[Input data]:

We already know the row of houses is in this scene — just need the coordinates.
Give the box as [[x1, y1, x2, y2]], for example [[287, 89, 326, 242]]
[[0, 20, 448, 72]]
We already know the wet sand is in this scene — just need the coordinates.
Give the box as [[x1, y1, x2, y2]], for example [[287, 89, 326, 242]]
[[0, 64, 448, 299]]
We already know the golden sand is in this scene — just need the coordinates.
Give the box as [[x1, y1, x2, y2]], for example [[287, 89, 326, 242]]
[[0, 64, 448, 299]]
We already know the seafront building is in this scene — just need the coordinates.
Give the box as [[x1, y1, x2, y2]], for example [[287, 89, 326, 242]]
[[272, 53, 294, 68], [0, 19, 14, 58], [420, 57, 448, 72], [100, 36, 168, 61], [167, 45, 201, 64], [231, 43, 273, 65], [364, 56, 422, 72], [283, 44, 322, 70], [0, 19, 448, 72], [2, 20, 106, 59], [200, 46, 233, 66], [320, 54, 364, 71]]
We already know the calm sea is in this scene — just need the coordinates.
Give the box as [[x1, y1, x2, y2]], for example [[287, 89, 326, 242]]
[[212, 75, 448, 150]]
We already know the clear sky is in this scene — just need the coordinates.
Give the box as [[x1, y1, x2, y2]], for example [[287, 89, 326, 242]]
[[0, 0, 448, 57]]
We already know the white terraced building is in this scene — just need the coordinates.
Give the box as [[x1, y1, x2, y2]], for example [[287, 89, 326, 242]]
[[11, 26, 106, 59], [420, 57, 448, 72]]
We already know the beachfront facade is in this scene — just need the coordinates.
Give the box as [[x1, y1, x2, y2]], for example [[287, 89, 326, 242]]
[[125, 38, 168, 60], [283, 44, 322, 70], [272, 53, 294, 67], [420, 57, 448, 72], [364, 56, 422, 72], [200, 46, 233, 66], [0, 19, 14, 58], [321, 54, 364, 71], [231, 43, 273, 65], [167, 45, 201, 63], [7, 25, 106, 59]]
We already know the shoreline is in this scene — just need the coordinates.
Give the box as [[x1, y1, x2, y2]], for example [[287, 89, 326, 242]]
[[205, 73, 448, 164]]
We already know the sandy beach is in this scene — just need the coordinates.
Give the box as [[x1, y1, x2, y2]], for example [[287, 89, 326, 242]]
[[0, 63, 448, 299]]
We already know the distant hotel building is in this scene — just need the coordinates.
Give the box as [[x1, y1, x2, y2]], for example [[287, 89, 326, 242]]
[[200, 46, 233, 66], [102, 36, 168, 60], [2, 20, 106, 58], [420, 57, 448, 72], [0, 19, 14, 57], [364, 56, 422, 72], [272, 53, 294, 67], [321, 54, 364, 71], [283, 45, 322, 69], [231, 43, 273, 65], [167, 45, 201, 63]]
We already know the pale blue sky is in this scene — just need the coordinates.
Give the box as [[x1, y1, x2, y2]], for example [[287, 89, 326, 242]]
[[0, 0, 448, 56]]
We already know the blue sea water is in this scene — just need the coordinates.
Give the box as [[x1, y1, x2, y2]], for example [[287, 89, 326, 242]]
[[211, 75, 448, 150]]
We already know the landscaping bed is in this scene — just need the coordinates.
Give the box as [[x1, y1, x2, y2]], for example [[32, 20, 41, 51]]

[Written instruction]: Take the listing above and set it down exactly.

[Correct result]:
We already know the row of houses is in this scene — just need the coordinates.
Give the box as [[x1, y1, x2, y2]], for example [[287, 89, 326, 242]]
[[0, 20, 448, 72]]
We already know the wet sand is in this scene — just need the coordinates.
Give the box as [[x1, y1, x2, y2]], for example [[287, 89, 326, 242]]
[[0, 64, 448, 299]]
We already know the golden sand is in this scene — just need the coordinates.
Give the box as [[x1, y1, x2, y2]], for example [[287, 89, 326, 242]]
[[0, 64, 448, 299]]
We already know the seafront building is in this scene — just need the coordinates.
Give the box as [[x1, y1, x2, y2]], for example [[287, 89, 326, 242]]
[[272, 53, 294, 68], [0, 19, 14, 58], [420, 57, 448, 72], [100, 36, 168, 61], [167, 45, 201, 64], [231, 43, 273, 65], [364, 56, 422, 72], [283, 44, 322, 70], [0, 19, 448, 72], [2, 20, 106, 59], [200, 46, 233, 66], [320, 54, 364, 71]]
We already know the calm sea is in this scene — just need the coordinates.
Give the box as [[x1, y1, x2, y2]], for example [[287, 89, 326, 242]]
[[212, 75, 448, 150]]
We already know the clear sky is in this scene — just need the coordinates.
Give the box as [[x1, y1, x2, y2]], for example [[287, 89, 326, 242]]
[[0, 0, 448, 57]]
We already know the white terraced building is in this scene — just need the coordinates.
Give the box as [[x1, y1, x2, y2]], for example [[287, 89, 326, 242]]
[[11, 26, 106, 59], [420, 57, 448, 72]]
We already know the beachfront facade is in this scene — just need the coordinates.
Give the box as [[x1, y1, x2, y2]], for example [[287, 89, 326, 242]]
[[125, 38, 168, 60], [283, 44, 322, 70], [272, 53, 294, 67], [420, 57, 448, 72], [364, 56, 422, 72], [200, 46, 233, 66], [0, 19, 14, 58], [321, 54, 364, 71], [231, 43, 273, 65], [167, 45, 201, 63], [7, 25, 106, 59]]
We already know the shoreline is in this scene — just need the coordinates.
Give the box as [[x1, y1, x2, y2]], for example [[287, 89, 326, 242]]
[[205, 73, 448, 164]]
We already know the sandy beach is in this scene — just need the coordinates.
Give the box as [[x1, y1, x2, y2]], for example [[287, 89, 326, 242]]
[[0, 63, 448, 299]]
We already know the distant hotel building is in this scene — just need the coordinates.
Give the box as [[x1, y1, x2, y2]], for example [[287, 89, 326, 242]]
[[200, 46, 233, 66], [102, 36, 168, 60], [2, 20, 106, 58], [420, 57, 448, 72], [0, 19, 14, 57], [364, 56, 422, 72], [272, 53, 294, 67], [321, 54, 364, 71], [283, 45, 322, 69], [231, 43, 273, 65], [167, 45, 201, 63]]
We already know the pale blue sky is in this scene — just need the coordinates.
Give the box as [[x1, y1, x2, y2]], for example [[287, 89, 326, 242]]
[[0, 0, 448, 56]]
We already know the blue sea water is in this scene — just need the coordinates.
Give the box as [[x1, y1, x2, y2]], for example [[287, 89, 326, 242]]
[[211, 75, 448, 150]]
We already know the landscaping bed is in this scene — just need the coordinates.
Give the box as [[x1, y1, x2, y2]], for example [[32, 20, 41, 51]]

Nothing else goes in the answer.